• _What needs to be done_:
Please give the rows below as a numbered list, starting at the line containing "Where can you spot the soffit" and continuing through the last row, both ends included. Leave out blank lines.

Stored data entries
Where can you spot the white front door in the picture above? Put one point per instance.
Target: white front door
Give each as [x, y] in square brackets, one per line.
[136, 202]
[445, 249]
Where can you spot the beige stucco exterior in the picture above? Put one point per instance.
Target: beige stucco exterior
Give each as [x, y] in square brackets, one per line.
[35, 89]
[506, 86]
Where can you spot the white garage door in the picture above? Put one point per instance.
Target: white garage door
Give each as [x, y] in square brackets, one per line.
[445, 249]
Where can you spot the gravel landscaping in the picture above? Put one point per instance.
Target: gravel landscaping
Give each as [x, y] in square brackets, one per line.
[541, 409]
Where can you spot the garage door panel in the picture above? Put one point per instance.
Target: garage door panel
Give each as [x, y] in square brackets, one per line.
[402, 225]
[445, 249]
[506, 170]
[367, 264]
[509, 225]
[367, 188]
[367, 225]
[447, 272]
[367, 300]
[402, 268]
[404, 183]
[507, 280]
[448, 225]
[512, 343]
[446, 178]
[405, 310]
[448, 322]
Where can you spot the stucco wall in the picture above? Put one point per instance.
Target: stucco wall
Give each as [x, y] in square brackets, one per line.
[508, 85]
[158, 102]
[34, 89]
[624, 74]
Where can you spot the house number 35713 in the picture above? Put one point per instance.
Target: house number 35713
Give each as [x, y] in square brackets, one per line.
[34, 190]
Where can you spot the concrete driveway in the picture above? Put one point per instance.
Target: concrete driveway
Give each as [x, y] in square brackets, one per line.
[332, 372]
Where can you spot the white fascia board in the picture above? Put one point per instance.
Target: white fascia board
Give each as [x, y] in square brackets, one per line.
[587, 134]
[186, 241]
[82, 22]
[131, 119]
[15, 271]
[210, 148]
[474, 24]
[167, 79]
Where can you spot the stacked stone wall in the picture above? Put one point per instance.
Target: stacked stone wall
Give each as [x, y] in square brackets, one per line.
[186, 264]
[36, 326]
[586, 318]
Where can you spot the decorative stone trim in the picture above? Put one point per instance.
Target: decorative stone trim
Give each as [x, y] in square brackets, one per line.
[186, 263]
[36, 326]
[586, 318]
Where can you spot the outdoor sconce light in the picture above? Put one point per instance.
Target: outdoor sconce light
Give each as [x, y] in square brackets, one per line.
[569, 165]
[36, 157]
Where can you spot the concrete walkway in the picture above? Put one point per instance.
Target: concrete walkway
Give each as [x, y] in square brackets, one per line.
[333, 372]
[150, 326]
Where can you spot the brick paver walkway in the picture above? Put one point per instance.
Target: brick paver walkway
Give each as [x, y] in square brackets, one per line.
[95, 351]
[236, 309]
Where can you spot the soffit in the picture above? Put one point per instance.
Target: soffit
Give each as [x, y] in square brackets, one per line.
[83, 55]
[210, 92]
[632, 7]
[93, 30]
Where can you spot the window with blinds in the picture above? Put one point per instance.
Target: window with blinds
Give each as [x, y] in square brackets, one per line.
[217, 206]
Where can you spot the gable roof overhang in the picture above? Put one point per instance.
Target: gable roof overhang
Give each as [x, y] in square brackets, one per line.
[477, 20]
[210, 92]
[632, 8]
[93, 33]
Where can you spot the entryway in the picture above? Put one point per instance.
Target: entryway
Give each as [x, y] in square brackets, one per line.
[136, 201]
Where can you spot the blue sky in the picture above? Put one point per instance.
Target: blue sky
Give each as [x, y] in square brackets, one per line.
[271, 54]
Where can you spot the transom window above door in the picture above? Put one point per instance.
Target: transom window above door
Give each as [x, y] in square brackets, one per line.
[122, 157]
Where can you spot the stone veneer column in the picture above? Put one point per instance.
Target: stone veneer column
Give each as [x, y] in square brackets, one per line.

• _Task result_:
1. Where can you spot the soffit in the picture above? Put one point per instance.
2. Target: soffit
3. Give each as [x, y] in square brackets, one per line.
4. [83, 55]
5. [210, 92]
6. [632, 7]
7. [93, 30]
8. Where can you spot the window with blinds in the picture above? Put one point per instance.
9. Target: window with blinds
10. Give each as [x, y] in square brackets, one per line.
11. [217, 206]
12. Where can you spot the gable roof overhang in the picture above? Put one point per instance.
13. Target: gable roof overhang
14. Give each as [x, y] in square brackets, one per line.
15. [477, 20]
16. [210, 92]
17. [632, 8]
18. [93, 33]
19. Where can you spot the entryway in the picture above? Put one point per instance.
20. Target: entryway
21. Give each as [x, y] in square brackets, one per line.
22. [136, 201]
23. Where can you spot the blue sky in the picture above? Put one point per instance.
24. Target: blue sky
25. Give each as [x, y] in square brackets, one per line.
26. [271, 54]
27. Where can you spot the transom window above door in the picture above? Put one point per instance.
28. Target: transom window above door
29. Give each as [x, y] in square brackets, one per line.
30. [122, 157]
31. Where can you spot the stone veneer column in the picture above? Put one point per instance.
32. Target: stone veneer column
33. Give each as [x, y] in square brackets, one per line.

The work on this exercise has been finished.